◆ The problem ◆
Leave out every picture, then transcribe the rest of the listing exactly.
######
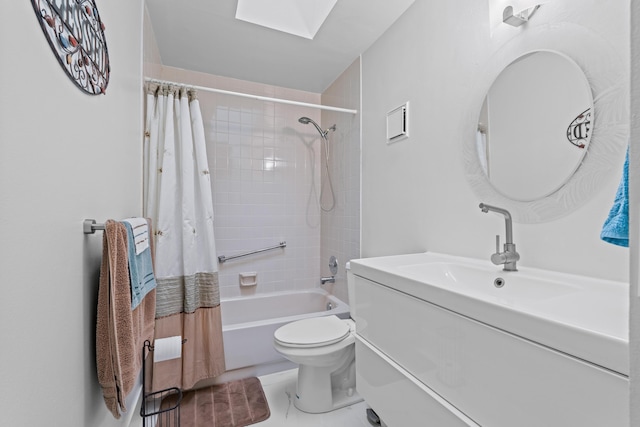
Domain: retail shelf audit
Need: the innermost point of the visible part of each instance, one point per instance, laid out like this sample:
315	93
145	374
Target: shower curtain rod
258	97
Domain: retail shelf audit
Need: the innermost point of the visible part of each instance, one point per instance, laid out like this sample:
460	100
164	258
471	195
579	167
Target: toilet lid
313	332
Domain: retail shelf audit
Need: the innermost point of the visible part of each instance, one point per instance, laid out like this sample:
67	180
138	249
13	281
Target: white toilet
######
◆ Solution to this task ◆
Domain: retail shelf audit
Need: the innermost point of the visible part of each instance, one point per instance, laid out like this sample:
315	93
145	374
Target: shower curtain rod
258	97
Domain: retail shelf audit
Need: the innermost point of the visible part of each instance, one point per instance, laid out like this sample:
460	100
164	258
471	195
579	167
Target: toilet lid
313	332
Domain: retail shelf audit
Need: the innermost point of the visible part of each instance, one point per instance, laid out like this sample:
67	180
138	249
13	281
Target: white toilet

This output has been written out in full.